| Problem to solve |
All lines of the material below that include the string "coat" are to be copied.
*** Provided data Section Begins ***
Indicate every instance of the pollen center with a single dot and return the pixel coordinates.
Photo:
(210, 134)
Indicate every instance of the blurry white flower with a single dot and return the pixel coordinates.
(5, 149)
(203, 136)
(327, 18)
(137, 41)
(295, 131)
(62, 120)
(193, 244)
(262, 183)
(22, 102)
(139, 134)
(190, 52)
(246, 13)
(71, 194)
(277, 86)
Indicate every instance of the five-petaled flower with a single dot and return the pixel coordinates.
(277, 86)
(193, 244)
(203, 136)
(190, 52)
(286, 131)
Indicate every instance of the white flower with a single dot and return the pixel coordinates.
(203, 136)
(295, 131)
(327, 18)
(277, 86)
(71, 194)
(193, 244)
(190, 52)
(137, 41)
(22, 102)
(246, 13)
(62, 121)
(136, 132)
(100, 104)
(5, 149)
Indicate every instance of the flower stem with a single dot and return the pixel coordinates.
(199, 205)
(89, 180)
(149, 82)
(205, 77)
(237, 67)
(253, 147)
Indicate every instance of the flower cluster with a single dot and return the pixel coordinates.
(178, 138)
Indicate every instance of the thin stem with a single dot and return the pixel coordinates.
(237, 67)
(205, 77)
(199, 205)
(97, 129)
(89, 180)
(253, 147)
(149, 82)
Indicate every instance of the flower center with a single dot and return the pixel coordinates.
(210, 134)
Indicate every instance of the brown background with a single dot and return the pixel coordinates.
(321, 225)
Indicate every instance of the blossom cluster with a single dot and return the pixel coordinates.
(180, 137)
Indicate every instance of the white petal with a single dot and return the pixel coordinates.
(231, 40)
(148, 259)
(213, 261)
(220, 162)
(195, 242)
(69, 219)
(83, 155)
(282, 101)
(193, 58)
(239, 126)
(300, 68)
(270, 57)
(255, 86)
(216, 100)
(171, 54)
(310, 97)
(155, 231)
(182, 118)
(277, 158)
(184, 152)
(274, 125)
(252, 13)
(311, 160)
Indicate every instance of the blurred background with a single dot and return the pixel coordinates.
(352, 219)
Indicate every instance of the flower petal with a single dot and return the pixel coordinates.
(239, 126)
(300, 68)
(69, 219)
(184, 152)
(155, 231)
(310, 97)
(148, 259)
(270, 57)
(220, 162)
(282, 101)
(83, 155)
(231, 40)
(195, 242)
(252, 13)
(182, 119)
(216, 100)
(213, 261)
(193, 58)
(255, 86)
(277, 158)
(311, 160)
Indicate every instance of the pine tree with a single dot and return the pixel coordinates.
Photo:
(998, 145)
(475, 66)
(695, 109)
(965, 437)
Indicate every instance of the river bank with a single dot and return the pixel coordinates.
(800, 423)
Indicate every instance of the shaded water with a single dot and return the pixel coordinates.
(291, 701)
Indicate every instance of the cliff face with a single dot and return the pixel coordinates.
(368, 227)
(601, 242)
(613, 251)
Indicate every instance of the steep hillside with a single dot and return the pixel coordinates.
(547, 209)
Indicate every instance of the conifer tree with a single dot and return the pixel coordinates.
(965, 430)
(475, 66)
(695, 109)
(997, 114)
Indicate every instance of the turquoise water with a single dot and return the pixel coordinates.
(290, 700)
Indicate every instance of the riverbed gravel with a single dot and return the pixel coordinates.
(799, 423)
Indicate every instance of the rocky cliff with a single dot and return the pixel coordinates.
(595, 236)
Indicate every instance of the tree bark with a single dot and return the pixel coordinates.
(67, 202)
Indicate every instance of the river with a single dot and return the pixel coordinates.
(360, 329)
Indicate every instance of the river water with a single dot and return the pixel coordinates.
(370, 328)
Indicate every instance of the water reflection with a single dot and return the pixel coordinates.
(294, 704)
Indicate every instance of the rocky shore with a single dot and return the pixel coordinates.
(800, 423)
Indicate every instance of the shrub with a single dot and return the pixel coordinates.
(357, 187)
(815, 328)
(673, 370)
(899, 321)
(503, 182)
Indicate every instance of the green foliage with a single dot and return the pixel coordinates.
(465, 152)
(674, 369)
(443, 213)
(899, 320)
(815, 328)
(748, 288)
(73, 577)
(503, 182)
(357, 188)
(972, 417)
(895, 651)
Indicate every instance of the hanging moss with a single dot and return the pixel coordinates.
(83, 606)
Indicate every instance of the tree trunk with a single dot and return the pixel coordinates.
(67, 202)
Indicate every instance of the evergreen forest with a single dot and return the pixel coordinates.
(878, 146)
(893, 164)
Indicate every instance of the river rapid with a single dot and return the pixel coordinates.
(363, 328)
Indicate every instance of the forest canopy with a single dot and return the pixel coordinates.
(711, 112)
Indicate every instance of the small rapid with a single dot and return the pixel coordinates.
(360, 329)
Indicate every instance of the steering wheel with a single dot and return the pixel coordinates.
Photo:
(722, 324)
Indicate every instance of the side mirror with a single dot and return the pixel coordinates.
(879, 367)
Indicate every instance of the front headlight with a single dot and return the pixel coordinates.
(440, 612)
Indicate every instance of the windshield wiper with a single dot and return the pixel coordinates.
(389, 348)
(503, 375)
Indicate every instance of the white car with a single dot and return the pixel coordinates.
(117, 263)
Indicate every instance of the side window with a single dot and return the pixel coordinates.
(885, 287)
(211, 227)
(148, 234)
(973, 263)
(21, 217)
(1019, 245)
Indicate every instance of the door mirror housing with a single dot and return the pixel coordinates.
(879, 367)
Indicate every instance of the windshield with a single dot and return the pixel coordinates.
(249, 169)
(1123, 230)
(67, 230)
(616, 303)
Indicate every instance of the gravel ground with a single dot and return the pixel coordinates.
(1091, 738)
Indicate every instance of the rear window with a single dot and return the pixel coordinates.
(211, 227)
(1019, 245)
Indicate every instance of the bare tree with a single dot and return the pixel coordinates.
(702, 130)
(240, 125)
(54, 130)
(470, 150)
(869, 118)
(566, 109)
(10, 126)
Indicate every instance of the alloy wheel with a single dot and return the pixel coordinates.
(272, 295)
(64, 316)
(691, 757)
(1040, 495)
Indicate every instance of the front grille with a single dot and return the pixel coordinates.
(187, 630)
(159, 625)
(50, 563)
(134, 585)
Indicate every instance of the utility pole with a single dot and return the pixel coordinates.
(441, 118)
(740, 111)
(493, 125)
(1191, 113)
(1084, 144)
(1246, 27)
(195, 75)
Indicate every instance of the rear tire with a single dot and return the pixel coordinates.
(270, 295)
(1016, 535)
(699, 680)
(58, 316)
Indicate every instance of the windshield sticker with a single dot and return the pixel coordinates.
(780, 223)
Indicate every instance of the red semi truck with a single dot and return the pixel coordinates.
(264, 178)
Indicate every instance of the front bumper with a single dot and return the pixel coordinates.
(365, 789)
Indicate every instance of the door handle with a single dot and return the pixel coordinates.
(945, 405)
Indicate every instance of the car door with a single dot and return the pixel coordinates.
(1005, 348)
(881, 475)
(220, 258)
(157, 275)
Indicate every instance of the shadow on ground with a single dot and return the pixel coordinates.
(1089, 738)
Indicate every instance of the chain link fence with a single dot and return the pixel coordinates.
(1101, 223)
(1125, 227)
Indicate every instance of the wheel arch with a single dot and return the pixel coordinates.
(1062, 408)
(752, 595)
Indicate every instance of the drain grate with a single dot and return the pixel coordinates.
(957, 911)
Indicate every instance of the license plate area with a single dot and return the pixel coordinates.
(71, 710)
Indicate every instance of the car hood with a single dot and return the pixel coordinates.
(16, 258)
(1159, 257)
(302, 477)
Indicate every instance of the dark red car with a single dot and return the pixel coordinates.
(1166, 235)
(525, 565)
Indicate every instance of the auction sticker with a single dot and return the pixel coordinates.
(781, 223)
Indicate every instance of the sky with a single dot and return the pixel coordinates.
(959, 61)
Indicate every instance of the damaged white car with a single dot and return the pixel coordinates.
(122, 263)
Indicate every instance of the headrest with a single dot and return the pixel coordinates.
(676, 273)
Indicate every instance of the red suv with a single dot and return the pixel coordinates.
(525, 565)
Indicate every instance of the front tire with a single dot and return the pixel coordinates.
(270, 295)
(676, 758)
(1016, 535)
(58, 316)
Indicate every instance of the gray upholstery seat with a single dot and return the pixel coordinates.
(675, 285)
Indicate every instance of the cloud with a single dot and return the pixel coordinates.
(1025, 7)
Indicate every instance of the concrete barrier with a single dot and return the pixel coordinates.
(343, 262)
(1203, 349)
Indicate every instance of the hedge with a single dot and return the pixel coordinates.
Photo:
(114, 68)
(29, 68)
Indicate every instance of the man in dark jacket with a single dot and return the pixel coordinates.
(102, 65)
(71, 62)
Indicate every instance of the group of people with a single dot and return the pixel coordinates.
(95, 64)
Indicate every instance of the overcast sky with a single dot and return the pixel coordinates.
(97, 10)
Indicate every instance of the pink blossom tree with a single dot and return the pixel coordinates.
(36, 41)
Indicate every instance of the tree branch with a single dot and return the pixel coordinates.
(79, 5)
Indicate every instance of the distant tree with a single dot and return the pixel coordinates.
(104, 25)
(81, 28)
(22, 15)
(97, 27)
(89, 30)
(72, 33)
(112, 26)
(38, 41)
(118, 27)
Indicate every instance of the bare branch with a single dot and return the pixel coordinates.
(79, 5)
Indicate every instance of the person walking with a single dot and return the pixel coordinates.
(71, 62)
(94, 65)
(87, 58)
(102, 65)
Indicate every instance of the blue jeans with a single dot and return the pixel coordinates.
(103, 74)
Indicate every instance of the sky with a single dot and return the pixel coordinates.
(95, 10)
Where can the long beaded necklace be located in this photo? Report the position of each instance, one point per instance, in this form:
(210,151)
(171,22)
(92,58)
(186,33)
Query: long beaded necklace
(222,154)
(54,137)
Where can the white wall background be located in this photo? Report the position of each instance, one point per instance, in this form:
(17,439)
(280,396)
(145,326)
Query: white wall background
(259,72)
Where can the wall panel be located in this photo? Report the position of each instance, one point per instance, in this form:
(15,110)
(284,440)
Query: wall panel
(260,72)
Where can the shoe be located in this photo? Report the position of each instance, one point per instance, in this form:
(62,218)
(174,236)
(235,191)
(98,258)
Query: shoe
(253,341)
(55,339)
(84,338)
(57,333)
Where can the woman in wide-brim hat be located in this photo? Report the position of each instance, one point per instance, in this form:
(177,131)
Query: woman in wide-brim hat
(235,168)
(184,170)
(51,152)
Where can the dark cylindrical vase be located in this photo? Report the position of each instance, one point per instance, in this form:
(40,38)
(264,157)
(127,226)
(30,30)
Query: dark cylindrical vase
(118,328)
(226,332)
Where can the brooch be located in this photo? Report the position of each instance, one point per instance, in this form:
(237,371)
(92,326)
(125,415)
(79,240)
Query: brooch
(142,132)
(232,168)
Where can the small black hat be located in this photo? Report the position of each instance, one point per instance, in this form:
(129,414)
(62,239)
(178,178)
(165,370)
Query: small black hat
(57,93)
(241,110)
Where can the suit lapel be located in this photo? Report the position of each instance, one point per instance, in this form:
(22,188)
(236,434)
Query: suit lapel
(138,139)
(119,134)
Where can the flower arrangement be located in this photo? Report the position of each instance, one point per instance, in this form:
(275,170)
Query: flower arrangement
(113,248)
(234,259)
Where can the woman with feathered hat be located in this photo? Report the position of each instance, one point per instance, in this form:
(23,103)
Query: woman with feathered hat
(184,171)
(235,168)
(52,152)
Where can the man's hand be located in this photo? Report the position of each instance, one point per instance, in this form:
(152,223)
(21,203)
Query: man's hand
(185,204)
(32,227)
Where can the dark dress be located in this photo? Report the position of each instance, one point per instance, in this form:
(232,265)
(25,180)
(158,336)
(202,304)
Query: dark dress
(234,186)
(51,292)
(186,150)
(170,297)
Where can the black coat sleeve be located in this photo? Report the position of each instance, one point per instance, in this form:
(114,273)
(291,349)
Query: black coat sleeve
*** Provided data Section Ends ***
| Response box |
Where can the black coat sleeve be located in this photo? Report the position of each instance, one point per instance, in this form:
Query: black coat sleeve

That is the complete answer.